### [TASK DETAILS]
Update every one of the records below by changing "on one line" to "on a single line", and leave the rest of each line as it is.

[START]

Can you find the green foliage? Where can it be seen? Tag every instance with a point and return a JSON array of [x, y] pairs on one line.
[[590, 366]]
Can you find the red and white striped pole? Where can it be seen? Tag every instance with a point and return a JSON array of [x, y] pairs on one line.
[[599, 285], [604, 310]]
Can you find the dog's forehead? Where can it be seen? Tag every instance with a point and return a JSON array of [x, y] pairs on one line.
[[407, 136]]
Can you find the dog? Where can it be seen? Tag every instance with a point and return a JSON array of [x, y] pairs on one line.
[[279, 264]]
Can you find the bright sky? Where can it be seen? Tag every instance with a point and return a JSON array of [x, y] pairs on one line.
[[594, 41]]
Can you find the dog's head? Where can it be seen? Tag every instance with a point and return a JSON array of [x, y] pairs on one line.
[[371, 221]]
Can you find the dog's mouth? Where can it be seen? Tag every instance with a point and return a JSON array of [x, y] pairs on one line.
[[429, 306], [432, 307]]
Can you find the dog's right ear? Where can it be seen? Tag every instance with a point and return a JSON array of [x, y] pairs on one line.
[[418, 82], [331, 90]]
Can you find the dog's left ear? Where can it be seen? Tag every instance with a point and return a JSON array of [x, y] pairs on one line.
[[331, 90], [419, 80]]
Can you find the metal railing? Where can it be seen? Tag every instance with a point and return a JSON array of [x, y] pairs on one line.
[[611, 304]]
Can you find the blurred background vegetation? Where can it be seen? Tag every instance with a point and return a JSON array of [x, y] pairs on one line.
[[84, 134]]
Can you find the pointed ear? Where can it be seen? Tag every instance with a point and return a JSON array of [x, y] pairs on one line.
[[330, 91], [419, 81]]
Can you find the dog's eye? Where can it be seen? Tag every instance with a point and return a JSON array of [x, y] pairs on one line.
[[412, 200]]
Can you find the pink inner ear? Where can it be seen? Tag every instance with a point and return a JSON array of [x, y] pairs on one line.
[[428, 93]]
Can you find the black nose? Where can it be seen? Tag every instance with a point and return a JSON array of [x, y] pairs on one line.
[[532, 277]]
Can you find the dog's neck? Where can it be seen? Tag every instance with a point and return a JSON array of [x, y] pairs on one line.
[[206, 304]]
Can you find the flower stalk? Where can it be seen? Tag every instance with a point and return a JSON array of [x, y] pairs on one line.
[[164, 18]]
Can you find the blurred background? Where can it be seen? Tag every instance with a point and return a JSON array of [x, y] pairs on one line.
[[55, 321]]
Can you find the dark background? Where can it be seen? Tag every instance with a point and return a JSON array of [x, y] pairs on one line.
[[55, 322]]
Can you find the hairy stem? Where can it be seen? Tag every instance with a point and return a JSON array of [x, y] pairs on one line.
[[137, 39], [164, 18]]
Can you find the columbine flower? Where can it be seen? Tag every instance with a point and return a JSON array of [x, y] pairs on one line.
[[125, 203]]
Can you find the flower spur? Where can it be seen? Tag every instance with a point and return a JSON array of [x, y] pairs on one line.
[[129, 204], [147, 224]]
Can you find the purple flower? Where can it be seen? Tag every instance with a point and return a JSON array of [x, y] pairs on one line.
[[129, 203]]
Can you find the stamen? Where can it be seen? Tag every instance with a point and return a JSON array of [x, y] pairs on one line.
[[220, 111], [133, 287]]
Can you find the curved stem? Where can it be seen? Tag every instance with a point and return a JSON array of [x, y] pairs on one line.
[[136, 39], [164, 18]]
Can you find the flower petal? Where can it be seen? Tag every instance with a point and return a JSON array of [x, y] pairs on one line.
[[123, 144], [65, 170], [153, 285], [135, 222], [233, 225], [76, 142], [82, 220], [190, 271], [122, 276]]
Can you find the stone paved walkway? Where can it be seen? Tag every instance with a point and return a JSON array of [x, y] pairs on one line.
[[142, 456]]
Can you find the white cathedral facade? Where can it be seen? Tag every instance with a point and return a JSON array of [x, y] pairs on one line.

[END]

### [ANSWER IN FULL]
Can you find the green foliage? Where can it be seen? Tag every instance with a point and return a JSON array of [x, y] pairs on a single line.
[[590, 366]]
Can you find the red and white striped pole? Where can it be seen? Tag every instance with a point and return a JSON array of [x, y] pairs on a single line.
[[599, 285], [604, 310]]
Can you find the dog's forehead? Where can it be seen? Tag every instance with a point and return a JSON array of [x, y] pairs on a single line.
[[407, 136]]
Can you find the dog? Where can it be seen? Tag every instance with a point and return a JSON array of [x, y] pairs on a single line.
[[279, 264]]
Can you find the bright sky? Where can it be seen? Tag every instance with a point and return a JSON array of [x, y] pairs on a single line.
[[594, 41]]
Can you find the dog's head? Where can it be seen? Tag every instance with a point and return a JSON array of [x, y] pairs on a single line.
[[371, 221]]
Can you find the dog's mouth? Where can it be seen? Tag every instance with a point and return a JSON array of [x, y] pairs on a single line.
[[429, 306], [432, 307]]
Can you find the dog's right ear? Where can it be seen? Tag every instance with a point and return a JSON array of [x, y] pairs on a single line.
[[418, 82], [331, 90]]
Can you find the dog's left ear? Where can it be seen? Tag every instance with a point and return a JSON array of [x, y] pairs on a single line.
[[331, 90], [419, 80]]
Can you find the metal railing? Where can it be seen? Tag every instance with a point and return a JSON array of [x, y] pairs on a single line.
[[611, 304]]
Can you find the blurred background vegetation? Where can it be seen? Tag every instance with a point and return a JSON array of [x, y] pairs on a single line.
[[84, 134]]
Can you find the pointed ear? Where can it be seen? Tag every instance with a point and return a JSON array of [x, y] pairs on a single line.
[[330, 91], [419, 81]]
Can you find the dog's eye? Where can it be seen? Tag every instance with a point and return a JSON array of [x, y] pairs on a single line.
[[412, 200]]
Can you find the pink inner ear? Where can it be seen? Tag every instance with a point and return a JSON array of [x, y] pairs on a single line.
[[428, 93]]
Can you find the black nose? Where can it be seen? Tag every instance with a point and return a JSON array of [x, y] pairs on a single line.
[[532, 277]]
Can you find the dog's neck? Where can it be seen? Tag every instance with a point and return a JSON array of [x, y] pairs on a single line.
[[206, 304]]
Can you find the flower stalk? Where can it be seen? Tag every instance with a point and return a JSON array of [x, y] pairs on a single line.
[[164, 18]]
Can you find the blurred background? Where can it be seen? Tag every instance with a point and return a JSON array of [x, y] pairs on a single line.
[[55, 321]]
Can you find the dark background? Where can it be seen? Tag every instance with a point and return a JSON array of [x, y] pairs on a single line.
[[55, 322]]
Can you find the hairy stem? Where can it be seen? Tag every instance with a point and return a JSON array of [x, y] pairs on a single line.
[[137, 39], [164, 18]]
Can you find the columbine flower? Where can it be seen? Tag every instance with a point and return a JSON array of [x, y] pairs on a single line.
[[125, 203]]
Can you find the flower spur? Where can it be seen? Tag every instance with a point and return a JSON array of [x, y] pairs on a single line.
[[129, 204], [147, 224]]
Can you find the purple flower? Where can it be seen? Tag every instance with a point and return a JSON array of [x, y] pairs on a single line.
[[129, 203]]
Can you find the stamen? Where can it be seen? Tag every instance with a point and return a JSON array of [x, y] pairs on a single line.
[[220, 111], [133, 287]]
Can you find the curved stem? Where can it be seen? Tag every instance with a point and return a JSON array of [x, y] pairs on a single line.
[[136, 39], [164, 18]]
Can you find the flower petal? Where can it be seen? Tag every instance with a point and return a JSON array of [x, y] pairs on a single line.
[[123, 144], [65, 170], [153, 285], [135, 222], [233, 225], [76, 142], [82, 220], [190, 271], [122, 276]]
Can you find the stone paved walkway? Where can it be seen? Tag every instance with a point and return a JSON array of [x, y] pairs on a single line.
[[142, 456]]
Can you find the white cathedral facade? Where can it be seen? Tag every instance with a point and return a JSON array of [x, y] pairs on a single line.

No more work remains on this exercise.